TASK REQUIREMENTS:
Below are the records; copy every line in them that holds the string "trash".

RECORDS FOR THIS EXERCISE:
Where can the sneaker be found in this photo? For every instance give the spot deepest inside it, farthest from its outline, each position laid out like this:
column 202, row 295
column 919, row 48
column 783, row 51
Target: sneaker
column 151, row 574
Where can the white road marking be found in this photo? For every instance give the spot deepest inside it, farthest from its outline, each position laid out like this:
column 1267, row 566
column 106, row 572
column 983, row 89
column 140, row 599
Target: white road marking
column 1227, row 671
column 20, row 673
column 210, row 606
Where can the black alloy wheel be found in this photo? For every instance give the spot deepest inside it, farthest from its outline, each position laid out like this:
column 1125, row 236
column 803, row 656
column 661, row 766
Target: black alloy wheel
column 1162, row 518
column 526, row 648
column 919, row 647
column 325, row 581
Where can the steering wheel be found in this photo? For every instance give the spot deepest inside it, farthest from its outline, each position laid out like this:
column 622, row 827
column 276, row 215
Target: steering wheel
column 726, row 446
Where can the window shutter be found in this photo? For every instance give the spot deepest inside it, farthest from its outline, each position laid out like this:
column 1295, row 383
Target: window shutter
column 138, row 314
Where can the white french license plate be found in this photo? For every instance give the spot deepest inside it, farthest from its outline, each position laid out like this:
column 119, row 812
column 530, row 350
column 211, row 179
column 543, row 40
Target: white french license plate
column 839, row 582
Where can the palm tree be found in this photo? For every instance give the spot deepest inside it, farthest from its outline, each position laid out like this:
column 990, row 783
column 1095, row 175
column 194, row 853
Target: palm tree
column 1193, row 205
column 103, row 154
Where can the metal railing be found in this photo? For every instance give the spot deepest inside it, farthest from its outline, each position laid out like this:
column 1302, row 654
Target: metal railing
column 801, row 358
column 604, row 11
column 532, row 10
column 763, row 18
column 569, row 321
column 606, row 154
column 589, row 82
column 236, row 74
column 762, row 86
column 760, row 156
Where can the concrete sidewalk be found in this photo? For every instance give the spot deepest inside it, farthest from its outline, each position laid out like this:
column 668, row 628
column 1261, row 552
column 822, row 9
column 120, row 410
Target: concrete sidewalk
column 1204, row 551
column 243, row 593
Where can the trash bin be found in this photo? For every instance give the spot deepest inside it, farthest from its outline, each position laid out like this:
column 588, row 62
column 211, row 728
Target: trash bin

RESULT OF THE TASK:
Where can the trash bin be found in this photo? For every instance give the spot deepest inside it, farthest from its outline, each position laid out like this:
Target: trash bin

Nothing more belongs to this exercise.